PROVIDED TEXT:
****************************************
It would be too optimistic to claim that the 2009 Copenhagen Summit represented a breakthrough or turning point in the battle against climate change. But it was the first moment when the United States, China and India — the world’s biggest polluters — all agreed in principle to reduce carbon emissions, and as symbolic statements go, that one was pretty big. Copenhagen also catapulted a most unlikely head of state to pop-star status, at least within the worldwide environmental movement. Mohamed Nasheed, who was then the president of the Maldives — Asia’s smallest country, both in area and population — emerged as the developing world’s most charismatic and dynamic spokesman on the causes, and the costs, of global warming.
A British-educated democratic activist who had been tortured in prison during the 30-year dictatorship of Maumoon Abdul Gayoom, Nasheed was the surprise winner of a 2008 election that followed a popular uprising against the regime. In addition to pursuing an ambitious agenda of liberalization and modernization within his entirely Islamic nation, Nasheed seized upon climate change as an international clarion call. And no wonder — the Maldives is an Indian Ocean archipelago of several hundred inhabited islands (and fewer than 350,000 people), with a median altitude of 1.5 meters above sea level. As Nasheed says in Jon Shenk’s extraordinarily compelling documentary film, “The Island President,” it is a nation without a single hill. Nasheed has traveled the world describing the Maldives as the Poland of global warming — meaning, of course, Poland in 1939. If his country cannot be saved from rising sea levels, he maintains, then there may be no saving Tokyo or Mumbai or New Orleans or New York.
Shenk got extraordinary access to the inner workings of Nasheed’s administration, attending cabinet meetings in Malé, the Maldivian capital, and traveling with Nasheed to address the British Parliament and the United Nations. We watch Nasheed and his advisors hatching the plan to make the Maldives the world’s first carbon-neutral nation — not because it will make any practical difference, but because it will stand as a moral example that might shame the big emitters into doing something. (“At least we will die knowing we did the right thing,” he says.) Most fascinating of all, we observe the backroom deal that Nasheed helped broker in Copenhagen, where he served as a critical emissary between his Western allies (notably the British and Australian prime ministers) and the Chinese and Indian delegations, which viewed any climate deal as an unfair limitation on their right to self-development.
****************************************
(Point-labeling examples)
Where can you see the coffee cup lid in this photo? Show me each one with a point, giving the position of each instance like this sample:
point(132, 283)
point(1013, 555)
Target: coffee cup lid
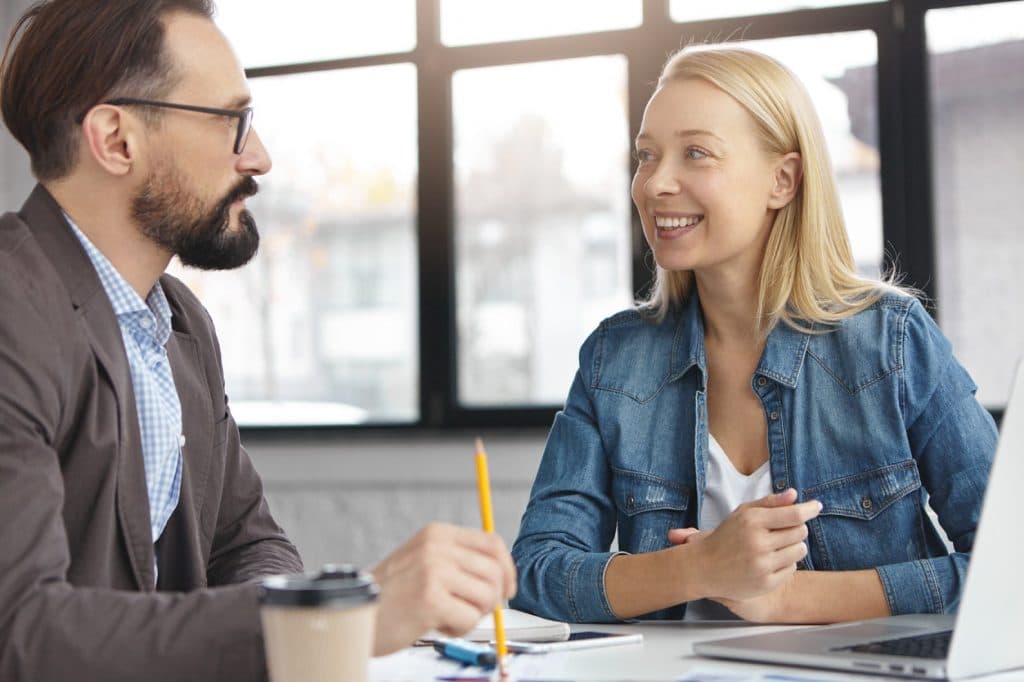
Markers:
point(332, 586)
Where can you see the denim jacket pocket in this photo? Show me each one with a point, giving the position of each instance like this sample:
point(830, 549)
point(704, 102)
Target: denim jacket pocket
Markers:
point(867, 519)
point(648, 507)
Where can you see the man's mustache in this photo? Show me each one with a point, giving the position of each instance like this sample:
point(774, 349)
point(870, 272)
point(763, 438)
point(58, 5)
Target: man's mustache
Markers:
point(246, 187)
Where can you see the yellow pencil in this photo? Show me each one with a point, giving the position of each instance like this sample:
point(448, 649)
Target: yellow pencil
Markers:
point(487, 516)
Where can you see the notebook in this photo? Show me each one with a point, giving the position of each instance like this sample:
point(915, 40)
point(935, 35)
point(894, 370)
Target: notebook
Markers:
point(519, 626)
point(987, 633)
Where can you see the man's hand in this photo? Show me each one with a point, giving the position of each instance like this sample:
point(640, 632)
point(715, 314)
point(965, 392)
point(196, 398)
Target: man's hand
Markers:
point(444, 578)
point(756, 548)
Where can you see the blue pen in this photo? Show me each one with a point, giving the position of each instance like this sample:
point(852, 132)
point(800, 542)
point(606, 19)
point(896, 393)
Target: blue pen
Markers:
point(467, 652)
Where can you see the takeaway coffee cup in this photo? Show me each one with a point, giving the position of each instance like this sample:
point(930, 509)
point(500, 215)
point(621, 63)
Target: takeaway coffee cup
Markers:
point(320, 627)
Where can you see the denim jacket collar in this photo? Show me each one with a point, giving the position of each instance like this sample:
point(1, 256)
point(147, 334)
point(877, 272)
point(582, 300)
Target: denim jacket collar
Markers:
point(781, 360)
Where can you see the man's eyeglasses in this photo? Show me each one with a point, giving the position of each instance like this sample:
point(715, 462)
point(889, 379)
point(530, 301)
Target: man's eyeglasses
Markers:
point(245, 116)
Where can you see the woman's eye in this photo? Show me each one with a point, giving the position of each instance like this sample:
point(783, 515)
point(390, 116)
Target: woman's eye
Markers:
point(643, 156)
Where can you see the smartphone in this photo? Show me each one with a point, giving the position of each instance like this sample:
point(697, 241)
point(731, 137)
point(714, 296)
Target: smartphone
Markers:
point(577, 640)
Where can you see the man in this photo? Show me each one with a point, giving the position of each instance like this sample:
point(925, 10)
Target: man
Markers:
point(132, 523)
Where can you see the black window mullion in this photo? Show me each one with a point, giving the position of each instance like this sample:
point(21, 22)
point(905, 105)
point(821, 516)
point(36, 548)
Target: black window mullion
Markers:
point(434, 221)
point(910, 233)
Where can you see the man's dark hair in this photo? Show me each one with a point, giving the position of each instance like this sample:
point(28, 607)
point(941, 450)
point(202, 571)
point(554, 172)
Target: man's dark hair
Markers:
point(65, 56)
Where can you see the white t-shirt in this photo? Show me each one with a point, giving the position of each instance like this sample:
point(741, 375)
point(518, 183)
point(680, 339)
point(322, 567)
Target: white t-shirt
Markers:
point(725, 488)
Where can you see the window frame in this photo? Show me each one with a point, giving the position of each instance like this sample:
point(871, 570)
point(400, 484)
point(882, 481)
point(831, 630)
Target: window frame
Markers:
point(904, 143)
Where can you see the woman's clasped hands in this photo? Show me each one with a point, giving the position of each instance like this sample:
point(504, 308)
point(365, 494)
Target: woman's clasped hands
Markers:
point(749, 561)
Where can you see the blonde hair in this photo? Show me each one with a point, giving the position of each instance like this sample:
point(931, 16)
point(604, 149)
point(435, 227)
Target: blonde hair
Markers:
point(808, 276)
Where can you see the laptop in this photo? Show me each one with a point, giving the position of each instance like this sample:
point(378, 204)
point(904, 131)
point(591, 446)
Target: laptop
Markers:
point(986, 634)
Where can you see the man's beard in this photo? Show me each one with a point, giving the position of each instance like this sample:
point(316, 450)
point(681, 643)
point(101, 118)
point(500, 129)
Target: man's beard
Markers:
point(201, 238)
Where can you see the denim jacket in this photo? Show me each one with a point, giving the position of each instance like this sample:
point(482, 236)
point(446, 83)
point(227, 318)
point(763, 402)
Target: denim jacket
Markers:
point(875, 419)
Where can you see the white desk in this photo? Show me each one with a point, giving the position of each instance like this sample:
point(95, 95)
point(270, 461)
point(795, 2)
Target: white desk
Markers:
point(667, 653)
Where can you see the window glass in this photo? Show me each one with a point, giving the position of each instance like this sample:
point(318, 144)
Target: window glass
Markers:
point(976, 61)
point(467, 22)
point(322, 327)
point(694, 10)
point(840, 74)
point(542, 164)
point(267, 33)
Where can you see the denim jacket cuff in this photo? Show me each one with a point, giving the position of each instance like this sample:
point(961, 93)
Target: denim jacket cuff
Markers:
point(588, 599)
point(914, 587)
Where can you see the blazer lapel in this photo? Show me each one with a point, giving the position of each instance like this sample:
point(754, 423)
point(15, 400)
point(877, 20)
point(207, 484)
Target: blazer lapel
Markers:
point(48, 224)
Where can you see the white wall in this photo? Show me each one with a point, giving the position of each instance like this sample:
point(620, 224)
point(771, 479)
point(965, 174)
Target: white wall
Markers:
point(355, 498)
point(15, 180)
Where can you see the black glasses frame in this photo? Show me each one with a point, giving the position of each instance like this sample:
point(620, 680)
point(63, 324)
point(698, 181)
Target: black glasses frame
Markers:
point(245, 116)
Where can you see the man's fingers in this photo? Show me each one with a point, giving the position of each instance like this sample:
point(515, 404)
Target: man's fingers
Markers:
point(457, 616)
point(492, 545)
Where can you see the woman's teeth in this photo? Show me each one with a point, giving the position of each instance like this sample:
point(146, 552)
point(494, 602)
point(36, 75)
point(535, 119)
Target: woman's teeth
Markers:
point(666, 222)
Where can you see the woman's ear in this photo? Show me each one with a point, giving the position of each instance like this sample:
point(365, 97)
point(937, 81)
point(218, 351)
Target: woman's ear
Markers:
point(110, 138)
point(788, 173)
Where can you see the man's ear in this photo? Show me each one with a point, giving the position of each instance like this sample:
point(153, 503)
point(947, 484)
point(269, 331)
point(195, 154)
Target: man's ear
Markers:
point(788, 172)
point(111, 138)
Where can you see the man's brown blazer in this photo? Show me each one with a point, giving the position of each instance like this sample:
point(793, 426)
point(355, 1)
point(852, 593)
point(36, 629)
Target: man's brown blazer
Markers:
point(78, 600)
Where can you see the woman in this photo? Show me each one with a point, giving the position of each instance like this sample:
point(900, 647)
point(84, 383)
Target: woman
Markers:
point(765, 431)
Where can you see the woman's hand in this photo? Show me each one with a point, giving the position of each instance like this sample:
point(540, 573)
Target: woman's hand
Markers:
point(767, 607)
point(755, 550)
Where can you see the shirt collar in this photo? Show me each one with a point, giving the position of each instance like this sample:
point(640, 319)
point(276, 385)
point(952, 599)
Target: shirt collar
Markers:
point(126, 302)
point(781, 359)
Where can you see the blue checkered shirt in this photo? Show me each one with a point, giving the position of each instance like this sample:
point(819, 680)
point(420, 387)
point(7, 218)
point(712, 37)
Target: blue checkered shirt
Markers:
point(145, 327)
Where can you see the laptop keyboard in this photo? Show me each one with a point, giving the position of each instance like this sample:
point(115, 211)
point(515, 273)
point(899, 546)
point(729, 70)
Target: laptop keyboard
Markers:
point(932, 645)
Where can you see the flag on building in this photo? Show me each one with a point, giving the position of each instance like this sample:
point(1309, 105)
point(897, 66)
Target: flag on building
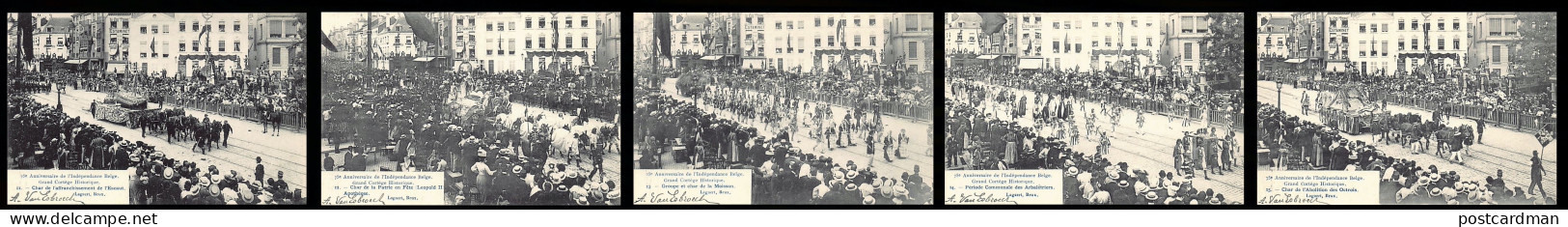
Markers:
point(328, 43)
point(424, 28)
point(991, 22)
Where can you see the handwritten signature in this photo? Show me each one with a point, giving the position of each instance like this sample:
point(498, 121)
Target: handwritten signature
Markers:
point(44, 196)
point(1287, 198)
point(978, 198)
point(672, 198)
point(355, 199)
****************************************
TASKS FOR THIS EXERCISE:
1. Reproduce word for word the part of the passage on the Maldives and climate change starting with "It would be" and going on through "of global warming.".
2. Render this sentence from the passage on the Maldives and climate change in Spanish: "As Nasheed says in Jon Shenk’s extraordinarily compelling documentary film, “The Island President,” it is a nation without a single hill."

OUTPUTS IN ORDER:
1.
It would be too optimistic to claim that the 2009 Copenhagen Summit represented a breakthrough or turning point in the battle against climate change. But it was the first moment when the United States, China and India — the world’s biggest polluters — all agreed in principle to reduce carbon emissions, and as symbolic statements go, that one was pretty big. Copenhagen also catapulted a most unlikely head of state to pop-star status, at least within the worldwide environmental movement. Mohamed Nasheed, who was then the president of the Maldives — Asia’s smallest country, both in area and population — emerged as the developing world’s most charismatic and dynamic spokesman on the causes, and the costs, of global warming.

2. Como dice Nasheed en el documental extraordinariamente convincente de Jon Shenk, «The Island President», es una nación sin una sola colina.